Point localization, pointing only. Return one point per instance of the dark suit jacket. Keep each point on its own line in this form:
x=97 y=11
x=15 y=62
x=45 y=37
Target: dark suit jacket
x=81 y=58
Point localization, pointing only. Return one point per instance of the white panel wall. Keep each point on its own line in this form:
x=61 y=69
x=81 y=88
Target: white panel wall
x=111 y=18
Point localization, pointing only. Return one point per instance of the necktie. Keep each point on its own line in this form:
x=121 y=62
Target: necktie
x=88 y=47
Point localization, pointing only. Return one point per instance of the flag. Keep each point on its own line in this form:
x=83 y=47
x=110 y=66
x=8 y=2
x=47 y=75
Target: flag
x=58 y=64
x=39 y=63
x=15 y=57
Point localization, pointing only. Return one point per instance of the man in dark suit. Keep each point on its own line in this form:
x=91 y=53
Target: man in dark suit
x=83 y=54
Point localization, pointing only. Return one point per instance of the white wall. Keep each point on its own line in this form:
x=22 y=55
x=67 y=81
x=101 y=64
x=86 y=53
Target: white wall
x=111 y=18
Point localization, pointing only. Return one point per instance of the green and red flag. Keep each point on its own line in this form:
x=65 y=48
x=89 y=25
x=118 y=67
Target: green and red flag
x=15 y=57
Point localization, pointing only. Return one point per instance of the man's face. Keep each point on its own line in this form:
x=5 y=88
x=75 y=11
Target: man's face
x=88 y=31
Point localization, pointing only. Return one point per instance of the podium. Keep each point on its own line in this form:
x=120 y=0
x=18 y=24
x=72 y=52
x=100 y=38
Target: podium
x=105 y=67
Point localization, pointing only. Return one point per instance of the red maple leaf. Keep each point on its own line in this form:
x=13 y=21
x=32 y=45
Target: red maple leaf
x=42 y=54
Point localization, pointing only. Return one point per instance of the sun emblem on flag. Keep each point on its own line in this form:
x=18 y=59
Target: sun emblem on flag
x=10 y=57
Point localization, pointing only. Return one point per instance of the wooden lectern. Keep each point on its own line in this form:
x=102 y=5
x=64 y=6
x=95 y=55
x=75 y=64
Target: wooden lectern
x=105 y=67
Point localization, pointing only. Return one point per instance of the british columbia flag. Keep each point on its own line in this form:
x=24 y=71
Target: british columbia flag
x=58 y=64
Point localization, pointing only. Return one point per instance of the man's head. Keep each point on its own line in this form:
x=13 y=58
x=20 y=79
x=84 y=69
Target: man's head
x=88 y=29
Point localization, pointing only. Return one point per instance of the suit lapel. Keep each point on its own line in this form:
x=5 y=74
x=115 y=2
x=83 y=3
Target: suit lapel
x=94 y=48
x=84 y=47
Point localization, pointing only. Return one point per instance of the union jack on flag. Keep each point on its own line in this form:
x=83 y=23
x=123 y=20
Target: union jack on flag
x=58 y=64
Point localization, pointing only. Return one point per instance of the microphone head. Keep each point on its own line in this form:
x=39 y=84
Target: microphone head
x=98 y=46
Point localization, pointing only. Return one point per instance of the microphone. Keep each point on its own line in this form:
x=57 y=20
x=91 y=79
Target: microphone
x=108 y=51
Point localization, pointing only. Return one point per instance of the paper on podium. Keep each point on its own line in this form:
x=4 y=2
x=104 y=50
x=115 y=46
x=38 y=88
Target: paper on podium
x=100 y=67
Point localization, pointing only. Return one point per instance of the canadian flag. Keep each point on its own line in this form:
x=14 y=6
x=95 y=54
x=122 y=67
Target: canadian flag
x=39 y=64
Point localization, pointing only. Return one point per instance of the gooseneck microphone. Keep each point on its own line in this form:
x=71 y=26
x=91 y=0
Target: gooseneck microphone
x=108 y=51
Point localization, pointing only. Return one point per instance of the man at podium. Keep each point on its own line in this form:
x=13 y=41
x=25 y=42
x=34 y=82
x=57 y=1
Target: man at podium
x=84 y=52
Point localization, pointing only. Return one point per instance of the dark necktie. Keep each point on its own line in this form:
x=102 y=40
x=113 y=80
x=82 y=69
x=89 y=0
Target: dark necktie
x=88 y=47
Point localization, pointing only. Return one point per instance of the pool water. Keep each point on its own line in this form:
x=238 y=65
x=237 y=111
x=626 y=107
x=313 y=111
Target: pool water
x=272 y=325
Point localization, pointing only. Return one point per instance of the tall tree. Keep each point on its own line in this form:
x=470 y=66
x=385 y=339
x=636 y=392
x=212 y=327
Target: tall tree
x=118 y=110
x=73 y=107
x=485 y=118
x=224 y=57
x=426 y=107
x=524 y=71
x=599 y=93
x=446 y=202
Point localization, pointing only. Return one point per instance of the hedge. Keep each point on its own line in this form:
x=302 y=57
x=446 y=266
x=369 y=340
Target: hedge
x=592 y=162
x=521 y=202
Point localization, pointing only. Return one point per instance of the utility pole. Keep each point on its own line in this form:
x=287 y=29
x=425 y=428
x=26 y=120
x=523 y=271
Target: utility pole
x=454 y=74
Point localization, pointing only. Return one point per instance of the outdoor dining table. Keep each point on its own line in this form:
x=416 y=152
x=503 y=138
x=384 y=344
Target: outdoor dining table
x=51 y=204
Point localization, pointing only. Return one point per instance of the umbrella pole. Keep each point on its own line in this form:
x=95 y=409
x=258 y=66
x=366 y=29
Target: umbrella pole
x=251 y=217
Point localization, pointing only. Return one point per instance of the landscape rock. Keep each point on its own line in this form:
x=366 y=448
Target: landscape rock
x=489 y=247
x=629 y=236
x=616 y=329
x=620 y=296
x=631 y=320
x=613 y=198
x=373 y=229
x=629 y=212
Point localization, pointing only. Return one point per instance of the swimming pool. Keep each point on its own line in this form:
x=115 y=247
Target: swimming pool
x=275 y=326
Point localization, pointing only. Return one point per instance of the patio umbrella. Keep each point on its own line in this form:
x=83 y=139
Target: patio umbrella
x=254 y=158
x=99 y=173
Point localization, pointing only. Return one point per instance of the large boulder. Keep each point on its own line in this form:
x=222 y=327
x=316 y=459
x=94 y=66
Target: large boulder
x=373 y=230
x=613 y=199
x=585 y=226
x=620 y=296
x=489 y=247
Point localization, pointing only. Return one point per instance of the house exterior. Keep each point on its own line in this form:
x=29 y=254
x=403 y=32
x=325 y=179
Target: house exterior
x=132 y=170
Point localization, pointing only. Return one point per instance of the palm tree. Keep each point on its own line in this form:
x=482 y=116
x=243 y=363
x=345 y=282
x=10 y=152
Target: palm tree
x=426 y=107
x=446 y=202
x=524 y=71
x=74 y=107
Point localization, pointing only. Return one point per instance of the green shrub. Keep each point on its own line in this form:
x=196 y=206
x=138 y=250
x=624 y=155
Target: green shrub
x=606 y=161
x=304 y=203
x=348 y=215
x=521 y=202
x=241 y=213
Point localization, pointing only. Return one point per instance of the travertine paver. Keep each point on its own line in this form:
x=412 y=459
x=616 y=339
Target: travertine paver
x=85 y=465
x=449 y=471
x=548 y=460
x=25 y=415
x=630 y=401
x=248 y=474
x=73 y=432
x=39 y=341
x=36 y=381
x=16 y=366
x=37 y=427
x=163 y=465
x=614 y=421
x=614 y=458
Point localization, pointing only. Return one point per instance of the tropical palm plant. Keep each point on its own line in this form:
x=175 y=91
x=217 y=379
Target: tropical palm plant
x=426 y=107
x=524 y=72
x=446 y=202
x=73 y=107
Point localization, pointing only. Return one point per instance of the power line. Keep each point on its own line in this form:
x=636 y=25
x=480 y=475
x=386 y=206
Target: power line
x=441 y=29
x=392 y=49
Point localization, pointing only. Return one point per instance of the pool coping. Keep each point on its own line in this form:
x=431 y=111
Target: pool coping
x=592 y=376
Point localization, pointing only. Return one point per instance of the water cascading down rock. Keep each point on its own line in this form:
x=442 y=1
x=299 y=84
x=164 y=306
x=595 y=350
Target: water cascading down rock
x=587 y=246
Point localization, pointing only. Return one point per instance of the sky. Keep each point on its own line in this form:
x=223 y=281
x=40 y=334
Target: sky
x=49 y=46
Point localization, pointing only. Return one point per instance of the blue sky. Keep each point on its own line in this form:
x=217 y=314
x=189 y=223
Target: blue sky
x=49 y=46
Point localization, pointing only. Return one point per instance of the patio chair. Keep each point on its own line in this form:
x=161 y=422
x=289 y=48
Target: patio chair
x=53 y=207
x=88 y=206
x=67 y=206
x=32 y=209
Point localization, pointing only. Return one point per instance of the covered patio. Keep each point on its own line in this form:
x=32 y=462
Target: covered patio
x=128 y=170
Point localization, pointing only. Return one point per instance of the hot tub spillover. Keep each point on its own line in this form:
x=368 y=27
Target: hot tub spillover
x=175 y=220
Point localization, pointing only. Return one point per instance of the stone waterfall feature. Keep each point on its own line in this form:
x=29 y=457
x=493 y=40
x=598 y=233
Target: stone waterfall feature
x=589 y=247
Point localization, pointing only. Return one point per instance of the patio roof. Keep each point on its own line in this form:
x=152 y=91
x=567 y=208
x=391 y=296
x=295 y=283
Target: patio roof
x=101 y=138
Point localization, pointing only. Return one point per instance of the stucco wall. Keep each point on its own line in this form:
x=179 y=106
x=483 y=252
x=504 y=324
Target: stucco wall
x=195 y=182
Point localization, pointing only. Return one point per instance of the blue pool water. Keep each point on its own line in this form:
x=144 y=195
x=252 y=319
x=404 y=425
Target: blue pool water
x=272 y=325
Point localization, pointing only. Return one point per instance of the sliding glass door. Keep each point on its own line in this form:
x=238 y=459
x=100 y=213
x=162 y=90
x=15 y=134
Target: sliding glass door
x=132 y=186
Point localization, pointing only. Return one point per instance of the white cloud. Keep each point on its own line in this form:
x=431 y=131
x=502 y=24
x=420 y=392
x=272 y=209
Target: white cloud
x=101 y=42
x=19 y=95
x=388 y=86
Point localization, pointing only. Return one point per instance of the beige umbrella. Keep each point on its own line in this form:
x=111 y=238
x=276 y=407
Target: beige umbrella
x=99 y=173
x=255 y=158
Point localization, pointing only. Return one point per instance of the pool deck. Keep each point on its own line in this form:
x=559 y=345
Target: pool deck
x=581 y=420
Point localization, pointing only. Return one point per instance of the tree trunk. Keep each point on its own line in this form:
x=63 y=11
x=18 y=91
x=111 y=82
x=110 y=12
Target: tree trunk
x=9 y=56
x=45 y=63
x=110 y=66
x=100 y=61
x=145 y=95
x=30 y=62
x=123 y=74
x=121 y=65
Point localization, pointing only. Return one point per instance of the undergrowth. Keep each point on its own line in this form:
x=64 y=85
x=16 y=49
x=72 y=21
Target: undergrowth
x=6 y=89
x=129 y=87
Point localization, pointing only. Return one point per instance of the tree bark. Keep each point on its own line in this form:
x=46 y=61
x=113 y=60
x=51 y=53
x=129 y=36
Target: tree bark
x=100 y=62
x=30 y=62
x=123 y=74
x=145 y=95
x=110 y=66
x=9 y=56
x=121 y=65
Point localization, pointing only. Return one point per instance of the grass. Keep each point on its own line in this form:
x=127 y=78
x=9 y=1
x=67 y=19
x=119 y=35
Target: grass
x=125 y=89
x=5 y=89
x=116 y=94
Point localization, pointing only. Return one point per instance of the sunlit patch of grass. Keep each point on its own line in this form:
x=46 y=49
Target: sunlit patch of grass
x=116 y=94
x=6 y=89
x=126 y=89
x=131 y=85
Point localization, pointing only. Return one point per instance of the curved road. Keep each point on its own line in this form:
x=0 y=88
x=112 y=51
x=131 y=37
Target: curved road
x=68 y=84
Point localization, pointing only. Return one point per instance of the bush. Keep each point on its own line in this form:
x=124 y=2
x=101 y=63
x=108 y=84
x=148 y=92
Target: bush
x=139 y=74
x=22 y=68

Given task: Can you repeat the lines starting at the line that contains "of the bush." and ending at the end of the data, requests included, with every answer coordinate scaled by 1.05 and rounded to a whole number, halves rounding up? The numbers in the requests and their sample lines stay as they are.

Solution to this task:
Point localization, pointing only. Return one point per instance of the bush. Keep each point on its own line in this form:
x=124 y=2
x=101 y=63
x=108 y=84
x=148 y=92
Target: bush
x=146 y=78
x=23 y=71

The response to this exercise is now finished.